_THE TASK:_
Search term "below": copy each line of the data containing it.

-- -- --

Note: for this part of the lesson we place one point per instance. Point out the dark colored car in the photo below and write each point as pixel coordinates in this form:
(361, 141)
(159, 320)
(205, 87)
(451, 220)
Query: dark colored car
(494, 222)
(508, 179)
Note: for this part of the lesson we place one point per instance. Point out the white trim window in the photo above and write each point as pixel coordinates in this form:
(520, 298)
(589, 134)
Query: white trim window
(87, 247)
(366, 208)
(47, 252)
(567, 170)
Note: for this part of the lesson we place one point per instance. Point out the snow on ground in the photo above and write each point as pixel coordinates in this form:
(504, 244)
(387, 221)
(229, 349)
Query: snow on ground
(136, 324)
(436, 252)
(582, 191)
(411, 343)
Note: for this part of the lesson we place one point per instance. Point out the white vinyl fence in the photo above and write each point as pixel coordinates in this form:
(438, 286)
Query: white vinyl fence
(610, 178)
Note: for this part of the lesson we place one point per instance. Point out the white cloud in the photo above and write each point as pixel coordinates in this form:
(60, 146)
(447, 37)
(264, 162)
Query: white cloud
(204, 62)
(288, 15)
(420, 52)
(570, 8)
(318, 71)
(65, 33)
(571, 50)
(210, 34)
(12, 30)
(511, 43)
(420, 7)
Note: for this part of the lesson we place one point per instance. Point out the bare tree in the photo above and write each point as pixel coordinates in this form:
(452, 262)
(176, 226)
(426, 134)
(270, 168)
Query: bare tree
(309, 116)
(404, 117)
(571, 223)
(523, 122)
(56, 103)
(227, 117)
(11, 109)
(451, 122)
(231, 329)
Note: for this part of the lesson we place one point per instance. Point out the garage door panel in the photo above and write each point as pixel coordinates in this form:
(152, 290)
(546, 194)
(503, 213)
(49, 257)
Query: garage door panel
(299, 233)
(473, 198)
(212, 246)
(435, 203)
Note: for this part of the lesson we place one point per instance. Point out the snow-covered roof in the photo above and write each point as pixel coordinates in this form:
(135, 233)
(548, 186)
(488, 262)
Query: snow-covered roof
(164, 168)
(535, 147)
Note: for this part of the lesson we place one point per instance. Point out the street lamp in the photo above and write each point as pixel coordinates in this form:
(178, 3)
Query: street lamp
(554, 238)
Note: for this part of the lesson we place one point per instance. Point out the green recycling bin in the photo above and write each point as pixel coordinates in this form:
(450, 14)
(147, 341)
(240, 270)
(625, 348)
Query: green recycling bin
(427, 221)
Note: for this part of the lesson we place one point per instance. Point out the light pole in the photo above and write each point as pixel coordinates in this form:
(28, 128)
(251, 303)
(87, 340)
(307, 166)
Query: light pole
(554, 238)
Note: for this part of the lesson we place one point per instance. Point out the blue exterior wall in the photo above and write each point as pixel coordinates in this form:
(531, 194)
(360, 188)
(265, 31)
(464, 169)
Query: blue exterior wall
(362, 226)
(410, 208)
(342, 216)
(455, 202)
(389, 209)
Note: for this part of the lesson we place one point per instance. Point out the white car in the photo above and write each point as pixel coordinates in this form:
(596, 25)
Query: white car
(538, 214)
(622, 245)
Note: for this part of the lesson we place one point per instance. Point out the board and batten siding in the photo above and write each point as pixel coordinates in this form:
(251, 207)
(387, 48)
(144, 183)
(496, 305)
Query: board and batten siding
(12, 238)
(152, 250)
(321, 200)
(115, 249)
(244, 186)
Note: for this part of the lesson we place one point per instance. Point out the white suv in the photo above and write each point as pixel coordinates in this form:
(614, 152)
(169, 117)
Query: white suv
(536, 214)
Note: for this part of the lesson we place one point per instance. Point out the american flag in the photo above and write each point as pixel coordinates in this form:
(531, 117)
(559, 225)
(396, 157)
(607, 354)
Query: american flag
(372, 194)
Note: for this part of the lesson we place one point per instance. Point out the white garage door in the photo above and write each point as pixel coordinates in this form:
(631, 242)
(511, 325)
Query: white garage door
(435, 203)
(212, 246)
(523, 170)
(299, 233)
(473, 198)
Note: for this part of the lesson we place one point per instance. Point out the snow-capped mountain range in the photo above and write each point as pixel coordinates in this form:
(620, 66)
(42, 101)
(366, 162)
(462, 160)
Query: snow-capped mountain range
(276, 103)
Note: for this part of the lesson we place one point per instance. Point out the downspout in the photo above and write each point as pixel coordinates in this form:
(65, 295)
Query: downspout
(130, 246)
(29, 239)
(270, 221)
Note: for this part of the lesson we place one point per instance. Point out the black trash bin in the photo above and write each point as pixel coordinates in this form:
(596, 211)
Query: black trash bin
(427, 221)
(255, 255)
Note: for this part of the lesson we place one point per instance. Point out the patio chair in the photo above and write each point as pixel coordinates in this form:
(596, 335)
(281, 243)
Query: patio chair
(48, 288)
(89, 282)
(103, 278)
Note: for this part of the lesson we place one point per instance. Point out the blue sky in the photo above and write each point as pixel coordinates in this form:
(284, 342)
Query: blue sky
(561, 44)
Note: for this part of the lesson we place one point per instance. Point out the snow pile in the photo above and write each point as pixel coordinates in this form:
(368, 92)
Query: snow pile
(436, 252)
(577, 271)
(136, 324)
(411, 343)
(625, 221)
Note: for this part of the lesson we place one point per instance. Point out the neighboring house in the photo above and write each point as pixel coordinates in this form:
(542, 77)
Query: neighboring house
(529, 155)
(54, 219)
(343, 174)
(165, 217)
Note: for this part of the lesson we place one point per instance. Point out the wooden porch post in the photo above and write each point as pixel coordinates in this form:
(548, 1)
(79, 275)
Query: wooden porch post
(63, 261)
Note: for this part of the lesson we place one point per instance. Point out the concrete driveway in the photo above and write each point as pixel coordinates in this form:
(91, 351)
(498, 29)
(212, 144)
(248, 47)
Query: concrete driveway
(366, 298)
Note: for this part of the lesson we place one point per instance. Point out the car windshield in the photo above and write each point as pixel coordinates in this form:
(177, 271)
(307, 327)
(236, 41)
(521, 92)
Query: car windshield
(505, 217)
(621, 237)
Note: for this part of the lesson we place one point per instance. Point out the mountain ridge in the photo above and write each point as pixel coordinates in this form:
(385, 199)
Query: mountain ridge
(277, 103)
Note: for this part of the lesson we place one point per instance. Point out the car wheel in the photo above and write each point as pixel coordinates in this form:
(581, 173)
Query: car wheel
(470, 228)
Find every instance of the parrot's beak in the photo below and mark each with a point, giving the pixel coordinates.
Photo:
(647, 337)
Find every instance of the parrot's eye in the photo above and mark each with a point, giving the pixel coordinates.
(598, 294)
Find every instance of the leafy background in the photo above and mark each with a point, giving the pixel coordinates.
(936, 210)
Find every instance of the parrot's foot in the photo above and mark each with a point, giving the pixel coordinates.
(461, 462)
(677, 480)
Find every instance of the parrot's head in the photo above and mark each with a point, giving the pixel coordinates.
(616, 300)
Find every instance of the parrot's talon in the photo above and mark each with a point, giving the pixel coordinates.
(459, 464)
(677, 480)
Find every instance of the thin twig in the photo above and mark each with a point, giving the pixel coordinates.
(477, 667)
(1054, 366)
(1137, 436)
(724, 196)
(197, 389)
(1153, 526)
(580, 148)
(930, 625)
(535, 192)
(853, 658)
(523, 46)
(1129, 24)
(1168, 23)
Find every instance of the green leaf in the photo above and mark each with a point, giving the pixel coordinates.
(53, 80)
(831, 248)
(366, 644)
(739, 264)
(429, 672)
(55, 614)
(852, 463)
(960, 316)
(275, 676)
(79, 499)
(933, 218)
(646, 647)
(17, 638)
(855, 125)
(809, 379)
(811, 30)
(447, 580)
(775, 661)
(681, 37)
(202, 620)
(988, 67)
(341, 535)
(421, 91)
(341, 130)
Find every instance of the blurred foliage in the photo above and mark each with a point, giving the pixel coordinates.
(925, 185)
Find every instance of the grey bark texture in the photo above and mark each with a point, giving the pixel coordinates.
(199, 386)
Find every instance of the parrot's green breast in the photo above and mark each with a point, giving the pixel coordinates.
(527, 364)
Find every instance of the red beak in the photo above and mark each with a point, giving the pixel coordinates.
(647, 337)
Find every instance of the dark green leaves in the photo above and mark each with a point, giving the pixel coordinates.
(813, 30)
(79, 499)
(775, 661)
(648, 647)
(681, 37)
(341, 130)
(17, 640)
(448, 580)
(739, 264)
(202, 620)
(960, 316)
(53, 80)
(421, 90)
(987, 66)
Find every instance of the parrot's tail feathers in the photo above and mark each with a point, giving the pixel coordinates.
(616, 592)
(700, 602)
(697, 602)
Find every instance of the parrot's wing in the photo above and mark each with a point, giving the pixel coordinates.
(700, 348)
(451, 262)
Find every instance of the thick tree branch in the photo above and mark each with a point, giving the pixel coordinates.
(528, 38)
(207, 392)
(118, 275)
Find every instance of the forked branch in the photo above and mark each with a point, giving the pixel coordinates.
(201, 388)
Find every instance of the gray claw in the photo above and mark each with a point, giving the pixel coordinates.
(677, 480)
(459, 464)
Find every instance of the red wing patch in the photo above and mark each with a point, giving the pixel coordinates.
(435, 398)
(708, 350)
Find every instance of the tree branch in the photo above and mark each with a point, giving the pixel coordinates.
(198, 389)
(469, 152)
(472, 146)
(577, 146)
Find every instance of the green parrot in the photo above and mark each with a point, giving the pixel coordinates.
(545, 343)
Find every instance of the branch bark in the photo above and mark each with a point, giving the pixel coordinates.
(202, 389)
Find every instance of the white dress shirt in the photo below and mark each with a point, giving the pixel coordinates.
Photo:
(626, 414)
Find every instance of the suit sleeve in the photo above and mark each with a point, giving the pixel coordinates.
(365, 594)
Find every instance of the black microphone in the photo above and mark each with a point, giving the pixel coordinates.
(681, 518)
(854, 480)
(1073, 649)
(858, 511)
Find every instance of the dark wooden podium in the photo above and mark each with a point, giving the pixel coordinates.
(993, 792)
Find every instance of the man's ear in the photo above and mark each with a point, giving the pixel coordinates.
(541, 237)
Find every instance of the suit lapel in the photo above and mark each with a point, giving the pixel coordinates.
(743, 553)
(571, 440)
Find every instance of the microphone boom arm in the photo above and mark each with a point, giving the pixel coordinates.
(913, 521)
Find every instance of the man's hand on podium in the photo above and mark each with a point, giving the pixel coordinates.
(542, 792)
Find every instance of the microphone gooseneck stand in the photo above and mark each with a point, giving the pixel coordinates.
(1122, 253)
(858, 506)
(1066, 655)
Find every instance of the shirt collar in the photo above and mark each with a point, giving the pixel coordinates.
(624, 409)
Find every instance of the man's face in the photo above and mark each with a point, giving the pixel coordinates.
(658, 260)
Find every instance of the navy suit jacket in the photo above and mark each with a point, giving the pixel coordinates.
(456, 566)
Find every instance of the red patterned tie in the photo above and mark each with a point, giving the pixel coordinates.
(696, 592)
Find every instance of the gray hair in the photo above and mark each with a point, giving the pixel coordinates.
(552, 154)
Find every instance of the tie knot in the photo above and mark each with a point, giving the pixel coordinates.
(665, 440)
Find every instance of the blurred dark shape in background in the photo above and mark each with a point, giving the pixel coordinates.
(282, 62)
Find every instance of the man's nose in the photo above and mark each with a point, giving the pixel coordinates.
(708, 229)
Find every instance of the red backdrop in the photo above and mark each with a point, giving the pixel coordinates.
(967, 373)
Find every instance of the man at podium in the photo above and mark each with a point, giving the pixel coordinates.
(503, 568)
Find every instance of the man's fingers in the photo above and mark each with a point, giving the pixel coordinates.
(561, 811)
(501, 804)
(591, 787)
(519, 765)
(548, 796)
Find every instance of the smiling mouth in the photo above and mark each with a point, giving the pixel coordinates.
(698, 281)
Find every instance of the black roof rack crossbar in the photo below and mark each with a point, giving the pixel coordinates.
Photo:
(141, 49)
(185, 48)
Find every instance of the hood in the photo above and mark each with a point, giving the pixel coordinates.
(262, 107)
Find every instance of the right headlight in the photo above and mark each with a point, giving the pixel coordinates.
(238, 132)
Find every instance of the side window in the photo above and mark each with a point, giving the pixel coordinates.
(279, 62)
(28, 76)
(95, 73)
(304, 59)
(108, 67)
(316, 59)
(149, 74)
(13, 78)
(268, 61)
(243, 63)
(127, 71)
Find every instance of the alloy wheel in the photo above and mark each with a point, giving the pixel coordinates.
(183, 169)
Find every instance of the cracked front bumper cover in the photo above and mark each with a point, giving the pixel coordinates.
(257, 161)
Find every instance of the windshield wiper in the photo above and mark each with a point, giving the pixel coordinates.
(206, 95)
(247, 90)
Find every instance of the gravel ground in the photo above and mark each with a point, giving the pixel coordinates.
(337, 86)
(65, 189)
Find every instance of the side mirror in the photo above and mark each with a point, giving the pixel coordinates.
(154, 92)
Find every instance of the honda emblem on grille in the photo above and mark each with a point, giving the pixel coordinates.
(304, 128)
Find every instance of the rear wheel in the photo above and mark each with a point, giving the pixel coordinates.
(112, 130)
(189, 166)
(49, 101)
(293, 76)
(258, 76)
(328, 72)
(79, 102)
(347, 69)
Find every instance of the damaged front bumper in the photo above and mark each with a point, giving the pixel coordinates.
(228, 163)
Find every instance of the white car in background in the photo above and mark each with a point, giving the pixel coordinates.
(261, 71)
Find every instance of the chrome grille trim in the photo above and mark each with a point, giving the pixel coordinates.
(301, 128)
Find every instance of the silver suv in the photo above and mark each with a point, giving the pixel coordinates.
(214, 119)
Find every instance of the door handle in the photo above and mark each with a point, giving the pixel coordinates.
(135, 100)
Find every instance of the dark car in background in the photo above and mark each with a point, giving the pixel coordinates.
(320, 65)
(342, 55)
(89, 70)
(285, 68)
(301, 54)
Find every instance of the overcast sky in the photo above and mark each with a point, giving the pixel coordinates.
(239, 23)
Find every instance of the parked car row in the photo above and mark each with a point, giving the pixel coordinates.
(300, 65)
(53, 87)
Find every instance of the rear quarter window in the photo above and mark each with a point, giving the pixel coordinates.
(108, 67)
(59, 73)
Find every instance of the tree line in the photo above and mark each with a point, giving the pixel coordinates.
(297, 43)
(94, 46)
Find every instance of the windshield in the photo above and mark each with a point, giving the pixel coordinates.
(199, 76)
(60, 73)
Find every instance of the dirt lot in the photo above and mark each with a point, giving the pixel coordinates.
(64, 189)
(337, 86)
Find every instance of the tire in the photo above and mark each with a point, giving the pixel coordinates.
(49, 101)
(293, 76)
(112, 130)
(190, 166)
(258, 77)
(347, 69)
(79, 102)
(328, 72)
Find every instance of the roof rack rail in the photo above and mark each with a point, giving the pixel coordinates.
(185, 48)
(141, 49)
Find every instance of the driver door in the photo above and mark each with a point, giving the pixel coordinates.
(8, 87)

-- -- --

_ANSWER:_
Note: for this part of the lesson we place one point per instance. Point out the dark colored car in the photo below and write each point as pixel coordinates in this form:
Find every instance of the parrot's beak in the photo below and mark each with a point, giving the pixel coordinates.
Find every instance of the white dress shirt in the photo below and mark each with a point, giving the pixel coordinates.
Find every instance of the black roof rack crossbar in the photo below and mark each with a point, giving the pixel coordinates.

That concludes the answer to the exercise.